- WRITTEN EXERCISE 1: List the usernames shown at the top of each post in the slingshot thread.
- WRITTEN EXERCISE 2: Echo the stretch of records from the line that contains "[output] one dot per instance, form <point>688,326</point>." through the line that contains "<point>376,380</point>", with both of those lines included.

- TEXT PROVIDED:
# What slingshot should I purchase?



## NoobSlingshooter (Feb 1, 2010)

Hi everybody. My name's Joseph. I'm new to this site. I live in Brooklyn, NY and Joerg recommended this site to me. No, I don't know him personally. I'm 15 years old. Wrist-rockets are illegal here, unfortunately, and I have hardly any experience using slingshots. I've shot one maybe 2 or 3 times. I just wanted to know what slingshot I should purchase for plinking/target practice in my backyard. My backyard is pretty small. I want a slingshot that has a good amount of power but is inexpensive. Say around 30-35 bucks. If anyone can help me, that'd be great. Thank You

-Joseph


----------



## smitty (Dec 17, 2009)

I like the Dankung slingshots and trust that they are one of the best made slingshots. If you buy a slingshot from Dankung with some extra 17-45 tubing and a couple of leather pouches you will be set for a long time.
If you want a wooden slingshot, I recommend Flatbands' ergo or Bunny busters' large selection of great slingshots. 
If you want a pistol grip style then I recommend Bill "Tex-Shooters" customized Saunders' Hawk with foam grip and custom bands and special pouch.
Flatband also has a very nice custom pouch as well.
If you want a slingshot designed only for hunting, then the Fish Hunter is a great choice, but all these slingshots can be fitted with rubber for hunting and rubber for target and plinking.


----------



## Thwupp-p-p (Jan 17, 2010)

Greetings, NoobSlingshooter!









You will enjoy browsing in the "Vendor Classifieds" section of the Forum -or- clicking on sponsors banner ads to see their websites. Your $35 budget will get you into a _very nice_ non-braced slingshot!

- RECORDS PROVIDED:

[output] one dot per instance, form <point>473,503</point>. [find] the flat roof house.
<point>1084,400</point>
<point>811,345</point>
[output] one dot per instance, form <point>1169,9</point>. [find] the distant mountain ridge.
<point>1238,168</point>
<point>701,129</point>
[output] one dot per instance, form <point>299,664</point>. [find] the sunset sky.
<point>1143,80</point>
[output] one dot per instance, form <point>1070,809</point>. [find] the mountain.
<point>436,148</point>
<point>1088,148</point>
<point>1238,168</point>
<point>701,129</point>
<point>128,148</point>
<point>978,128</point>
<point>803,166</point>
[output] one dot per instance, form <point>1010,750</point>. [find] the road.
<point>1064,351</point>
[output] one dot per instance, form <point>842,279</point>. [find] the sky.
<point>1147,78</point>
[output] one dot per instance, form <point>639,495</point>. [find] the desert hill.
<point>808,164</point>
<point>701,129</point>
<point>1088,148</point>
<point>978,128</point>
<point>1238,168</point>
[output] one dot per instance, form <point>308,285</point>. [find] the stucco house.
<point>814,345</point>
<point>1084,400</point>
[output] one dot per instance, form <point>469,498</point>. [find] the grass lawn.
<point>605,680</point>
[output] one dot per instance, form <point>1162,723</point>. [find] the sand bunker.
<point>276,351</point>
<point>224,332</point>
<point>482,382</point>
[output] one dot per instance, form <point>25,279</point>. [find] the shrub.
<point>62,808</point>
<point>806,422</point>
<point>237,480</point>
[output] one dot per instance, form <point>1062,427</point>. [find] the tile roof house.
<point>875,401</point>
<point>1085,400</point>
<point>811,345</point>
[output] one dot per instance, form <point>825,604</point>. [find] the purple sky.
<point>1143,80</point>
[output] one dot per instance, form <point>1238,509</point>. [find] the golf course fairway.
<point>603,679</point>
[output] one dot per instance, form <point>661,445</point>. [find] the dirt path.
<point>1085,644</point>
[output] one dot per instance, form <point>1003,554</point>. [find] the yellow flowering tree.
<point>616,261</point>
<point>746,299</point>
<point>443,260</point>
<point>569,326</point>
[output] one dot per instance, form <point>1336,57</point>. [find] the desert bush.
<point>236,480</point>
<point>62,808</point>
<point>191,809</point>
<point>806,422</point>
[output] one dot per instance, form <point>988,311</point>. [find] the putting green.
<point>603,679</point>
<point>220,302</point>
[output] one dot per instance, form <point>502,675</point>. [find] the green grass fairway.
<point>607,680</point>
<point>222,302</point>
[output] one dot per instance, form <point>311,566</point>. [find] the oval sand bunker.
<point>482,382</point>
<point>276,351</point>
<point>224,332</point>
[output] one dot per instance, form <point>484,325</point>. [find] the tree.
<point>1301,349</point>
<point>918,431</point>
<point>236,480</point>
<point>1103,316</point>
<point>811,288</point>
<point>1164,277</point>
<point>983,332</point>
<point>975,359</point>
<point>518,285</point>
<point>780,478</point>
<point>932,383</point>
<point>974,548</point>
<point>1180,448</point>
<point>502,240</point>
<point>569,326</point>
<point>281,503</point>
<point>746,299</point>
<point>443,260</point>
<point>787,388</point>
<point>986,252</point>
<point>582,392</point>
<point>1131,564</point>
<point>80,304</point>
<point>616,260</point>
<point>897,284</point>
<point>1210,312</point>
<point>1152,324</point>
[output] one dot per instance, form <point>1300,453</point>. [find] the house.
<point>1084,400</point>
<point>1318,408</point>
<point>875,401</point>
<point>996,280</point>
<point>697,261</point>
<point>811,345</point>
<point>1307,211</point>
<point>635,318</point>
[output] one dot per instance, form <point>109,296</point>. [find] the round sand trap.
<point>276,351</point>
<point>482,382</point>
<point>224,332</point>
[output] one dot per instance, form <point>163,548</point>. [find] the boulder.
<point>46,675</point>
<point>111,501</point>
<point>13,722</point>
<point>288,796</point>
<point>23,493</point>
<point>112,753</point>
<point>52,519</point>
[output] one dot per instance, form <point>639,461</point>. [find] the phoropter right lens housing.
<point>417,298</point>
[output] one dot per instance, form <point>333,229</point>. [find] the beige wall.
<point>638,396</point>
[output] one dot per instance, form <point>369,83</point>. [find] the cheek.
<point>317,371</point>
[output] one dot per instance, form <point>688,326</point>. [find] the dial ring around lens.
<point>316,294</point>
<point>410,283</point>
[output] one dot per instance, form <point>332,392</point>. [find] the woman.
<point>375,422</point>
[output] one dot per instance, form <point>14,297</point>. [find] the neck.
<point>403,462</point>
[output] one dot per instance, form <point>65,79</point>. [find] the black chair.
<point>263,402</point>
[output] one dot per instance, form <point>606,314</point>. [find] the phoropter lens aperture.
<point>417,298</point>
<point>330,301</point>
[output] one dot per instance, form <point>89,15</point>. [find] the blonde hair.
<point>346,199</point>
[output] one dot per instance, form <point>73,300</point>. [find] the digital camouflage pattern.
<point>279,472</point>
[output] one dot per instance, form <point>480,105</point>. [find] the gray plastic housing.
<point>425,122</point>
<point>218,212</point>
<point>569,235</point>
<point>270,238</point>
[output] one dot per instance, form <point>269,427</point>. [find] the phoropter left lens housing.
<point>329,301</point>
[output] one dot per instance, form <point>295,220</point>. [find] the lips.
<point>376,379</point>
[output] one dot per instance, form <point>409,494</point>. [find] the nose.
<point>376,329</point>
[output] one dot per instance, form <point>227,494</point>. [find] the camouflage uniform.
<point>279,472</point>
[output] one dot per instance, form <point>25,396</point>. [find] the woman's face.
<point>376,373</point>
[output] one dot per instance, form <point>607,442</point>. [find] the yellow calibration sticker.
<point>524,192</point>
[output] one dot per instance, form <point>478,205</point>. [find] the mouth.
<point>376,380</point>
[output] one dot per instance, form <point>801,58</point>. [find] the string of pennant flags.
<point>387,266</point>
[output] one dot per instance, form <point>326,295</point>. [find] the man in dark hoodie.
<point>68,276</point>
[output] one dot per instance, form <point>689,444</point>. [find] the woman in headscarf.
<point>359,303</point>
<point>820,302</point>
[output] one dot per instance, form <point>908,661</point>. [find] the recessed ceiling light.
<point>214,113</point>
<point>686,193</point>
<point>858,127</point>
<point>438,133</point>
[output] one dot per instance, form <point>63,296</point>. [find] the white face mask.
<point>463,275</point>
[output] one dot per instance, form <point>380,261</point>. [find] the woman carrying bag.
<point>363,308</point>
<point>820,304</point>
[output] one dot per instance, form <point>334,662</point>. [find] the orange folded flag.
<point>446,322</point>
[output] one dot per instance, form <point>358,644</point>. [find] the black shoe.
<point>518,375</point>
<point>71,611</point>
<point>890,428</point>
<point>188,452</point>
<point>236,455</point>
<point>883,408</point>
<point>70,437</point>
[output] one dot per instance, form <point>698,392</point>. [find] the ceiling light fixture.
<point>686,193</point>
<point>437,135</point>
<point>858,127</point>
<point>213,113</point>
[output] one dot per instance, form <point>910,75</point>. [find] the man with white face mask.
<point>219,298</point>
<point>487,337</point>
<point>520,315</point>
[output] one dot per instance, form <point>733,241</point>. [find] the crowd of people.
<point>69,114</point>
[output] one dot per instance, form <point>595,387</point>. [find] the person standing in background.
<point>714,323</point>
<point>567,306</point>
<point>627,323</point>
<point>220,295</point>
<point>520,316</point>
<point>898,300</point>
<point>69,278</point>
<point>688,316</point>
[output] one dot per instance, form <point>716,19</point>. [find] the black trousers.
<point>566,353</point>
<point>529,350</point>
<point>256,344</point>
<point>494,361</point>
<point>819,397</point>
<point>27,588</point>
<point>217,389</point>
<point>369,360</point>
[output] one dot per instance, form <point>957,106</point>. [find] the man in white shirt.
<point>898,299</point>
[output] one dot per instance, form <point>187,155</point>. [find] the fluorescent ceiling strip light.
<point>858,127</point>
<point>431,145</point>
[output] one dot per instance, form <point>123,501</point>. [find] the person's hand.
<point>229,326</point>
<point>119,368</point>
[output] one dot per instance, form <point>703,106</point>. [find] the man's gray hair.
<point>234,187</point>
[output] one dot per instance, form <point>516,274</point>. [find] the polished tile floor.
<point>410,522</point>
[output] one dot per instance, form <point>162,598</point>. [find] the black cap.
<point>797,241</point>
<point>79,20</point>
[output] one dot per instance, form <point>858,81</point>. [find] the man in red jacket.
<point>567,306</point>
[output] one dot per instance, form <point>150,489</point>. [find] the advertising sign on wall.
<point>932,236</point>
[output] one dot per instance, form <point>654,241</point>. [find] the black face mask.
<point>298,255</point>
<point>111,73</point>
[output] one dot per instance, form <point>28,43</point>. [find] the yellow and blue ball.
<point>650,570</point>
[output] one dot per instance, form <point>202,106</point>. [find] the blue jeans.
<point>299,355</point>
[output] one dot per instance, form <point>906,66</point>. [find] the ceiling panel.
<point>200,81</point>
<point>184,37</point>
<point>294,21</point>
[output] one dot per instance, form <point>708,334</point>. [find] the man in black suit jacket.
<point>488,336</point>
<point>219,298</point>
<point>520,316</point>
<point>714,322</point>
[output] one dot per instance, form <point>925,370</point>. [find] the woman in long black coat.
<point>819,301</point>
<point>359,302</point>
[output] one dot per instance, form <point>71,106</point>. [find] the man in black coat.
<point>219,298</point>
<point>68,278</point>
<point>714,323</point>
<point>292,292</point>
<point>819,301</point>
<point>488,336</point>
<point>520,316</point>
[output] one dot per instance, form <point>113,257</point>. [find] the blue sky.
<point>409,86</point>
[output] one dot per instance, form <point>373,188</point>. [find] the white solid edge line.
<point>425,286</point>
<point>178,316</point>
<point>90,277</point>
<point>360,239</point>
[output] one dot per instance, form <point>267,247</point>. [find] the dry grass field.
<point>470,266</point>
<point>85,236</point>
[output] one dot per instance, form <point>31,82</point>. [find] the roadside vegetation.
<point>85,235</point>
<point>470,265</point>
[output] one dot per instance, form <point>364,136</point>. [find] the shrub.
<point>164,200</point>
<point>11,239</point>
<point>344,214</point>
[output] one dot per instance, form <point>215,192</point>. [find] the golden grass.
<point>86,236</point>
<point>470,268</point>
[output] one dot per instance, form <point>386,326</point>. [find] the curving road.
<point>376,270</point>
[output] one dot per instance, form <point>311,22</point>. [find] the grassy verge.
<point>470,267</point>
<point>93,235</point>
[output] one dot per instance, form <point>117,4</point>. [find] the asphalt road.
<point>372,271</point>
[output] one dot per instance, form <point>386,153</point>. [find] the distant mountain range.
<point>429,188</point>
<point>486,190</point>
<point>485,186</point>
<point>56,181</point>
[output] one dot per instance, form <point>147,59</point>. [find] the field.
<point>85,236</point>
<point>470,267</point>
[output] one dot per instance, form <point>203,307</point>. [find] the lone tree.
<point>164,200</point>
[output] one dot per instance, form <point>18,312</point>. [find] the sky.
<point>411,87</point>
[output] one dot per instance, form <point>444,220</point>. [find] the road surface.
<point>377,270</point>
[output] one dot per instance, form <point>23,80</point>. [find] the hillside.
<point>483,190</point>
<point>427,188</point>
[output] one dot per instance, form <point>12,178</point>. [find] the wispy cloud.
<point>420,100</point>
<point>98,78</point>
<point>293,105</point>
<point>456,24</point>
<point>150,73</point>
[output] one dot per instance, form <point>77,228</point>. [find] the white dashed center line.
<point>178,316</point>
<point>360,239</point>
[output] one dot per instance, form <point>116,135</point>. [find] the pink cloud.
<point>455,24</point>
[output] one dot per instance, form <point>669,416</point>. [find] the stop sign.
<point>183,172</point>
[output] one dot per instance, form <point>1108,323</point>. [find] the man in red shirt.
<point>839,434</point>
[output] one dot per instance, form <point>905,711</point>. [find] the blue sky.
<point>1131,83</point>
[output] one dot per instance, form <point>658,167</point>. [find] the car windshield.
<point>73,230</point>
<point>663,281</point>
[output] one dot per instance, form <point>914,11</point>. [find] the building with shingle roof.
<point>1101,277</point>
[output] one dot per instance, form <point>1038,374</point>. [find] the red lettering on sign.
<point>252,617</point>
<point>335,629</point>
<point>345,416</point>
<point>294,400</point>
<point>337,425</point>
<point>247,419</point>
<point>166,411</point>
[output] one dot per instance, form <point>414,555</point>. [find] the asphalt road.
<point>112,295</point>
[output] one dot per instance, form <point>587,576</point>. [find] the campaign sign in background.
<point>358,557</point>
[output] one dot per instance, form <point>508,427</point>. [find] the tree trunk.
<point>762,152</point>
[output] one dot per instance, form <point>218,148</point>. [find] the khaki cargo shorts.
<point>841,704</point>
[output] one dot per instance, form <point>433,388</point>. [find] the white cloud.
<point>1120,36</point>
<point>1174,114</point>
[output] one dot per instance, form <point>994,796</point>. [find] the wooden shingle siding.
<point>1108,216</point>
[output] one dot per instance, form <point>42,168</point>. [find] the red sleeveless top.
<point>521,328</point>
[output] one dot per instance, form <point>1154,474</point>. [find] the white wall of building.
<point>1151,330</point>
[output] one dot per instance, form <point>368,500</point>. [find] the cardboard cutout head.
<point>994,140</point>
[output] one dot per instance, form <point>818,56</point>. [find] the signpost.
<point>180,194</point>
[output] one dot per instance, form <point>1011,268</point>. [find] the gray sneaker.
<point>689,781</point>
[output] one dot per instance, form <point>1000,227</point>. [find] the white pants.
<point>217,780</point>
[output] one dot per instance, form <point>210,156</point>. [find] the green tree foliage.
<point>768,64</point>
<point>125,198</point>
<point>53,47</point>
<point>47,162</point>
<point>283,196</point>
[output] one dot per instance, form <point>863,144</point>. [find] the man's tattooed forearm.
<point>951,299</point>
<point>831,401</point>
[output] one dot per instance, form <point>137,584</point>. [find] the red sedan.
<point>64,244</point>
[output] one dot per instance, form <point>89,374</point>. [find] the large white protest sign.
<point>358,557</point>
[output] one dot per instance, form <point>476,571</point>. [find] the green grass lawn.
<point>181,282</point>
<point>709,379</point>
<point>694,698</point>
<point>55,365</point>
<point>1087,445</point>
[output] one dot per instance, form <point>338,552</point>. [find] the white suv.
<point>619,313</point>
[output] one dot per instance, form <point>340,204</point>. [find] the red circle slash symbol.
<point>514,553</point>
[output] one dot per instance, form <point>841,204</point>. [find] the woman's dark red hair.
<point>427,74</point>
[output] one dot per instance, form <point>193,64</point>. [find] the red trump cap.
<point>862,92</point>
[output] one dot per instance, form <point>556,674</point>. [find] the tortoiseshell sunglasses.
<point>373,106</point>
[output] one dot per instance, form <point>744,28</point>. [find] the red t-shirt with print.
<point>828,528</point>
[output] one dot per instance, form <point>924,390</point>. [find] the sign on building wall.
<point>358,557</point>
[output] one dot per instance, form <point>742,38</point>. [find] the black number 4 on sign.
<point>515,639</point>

- ANSWER 1:
NoobSlingshooter
smitty
Thwupp-p-p

- ANSWER 2:
[output] one dot per instance, form <point>688,326</point>. [find] the dial ring around lens.
<point>316,294</point>
<point>410,283</point>
[output] one dot per instance, form <point>332,392</point>. [find] the woman.
<point>375,422</point>
[output] one dot per instance, form <point>14,297</point>. [find] the neck.
<point>403,462</point>
[output] one dot per instance, form <point>65,79</point>. [find] the black chair.
<point>263,402</point>
[output] one dot per instance, form <point>606,314</point>. [find] the phoropter lens aperture.
<point>417,298</point>
<point>330,301</point>
[output] one dot per instance, form <point>89,15</point>. [find] the blonde hair.
<point>346,199</point>
[output] one dot per instance, form <point>73,300</point>. [find] the digital camouflage pattern.
<point>279,472</point>
[output] one dot per instance, form <point>480,105</point>. [find] the gray plastic housing.
<point>425,122</point>
<point>218,212</point>
<point>569,235</point>
<point>270,238</point>
[output] one dot per instance, form <point>269,427</point>. [find] the phoropter left lens housing.
<point>329,301</point>
[output] one dot per instance, form <point>295,220</point>. [find] the lips.
<point>376,379</point>
[output] one dot per instance, form <point>409,494</point>. [find] the nose.
<point>376,329</point>
[output] one dot per instance, form <point>227,494</point>. [find] the camouflage uniform.
<point>279,472</point>
[output] one dot per instance, form <point>25,396</point>. [find] the woman's face.
<point>376,373</point>
[output] one dot per instance, form <point>607,442</point>. [find] the yellow calibration sticker.
<point>524,192</point>
[output] one dot per instance, form <point>478,205</point>. [find] the mouth.
<point>376,380</point>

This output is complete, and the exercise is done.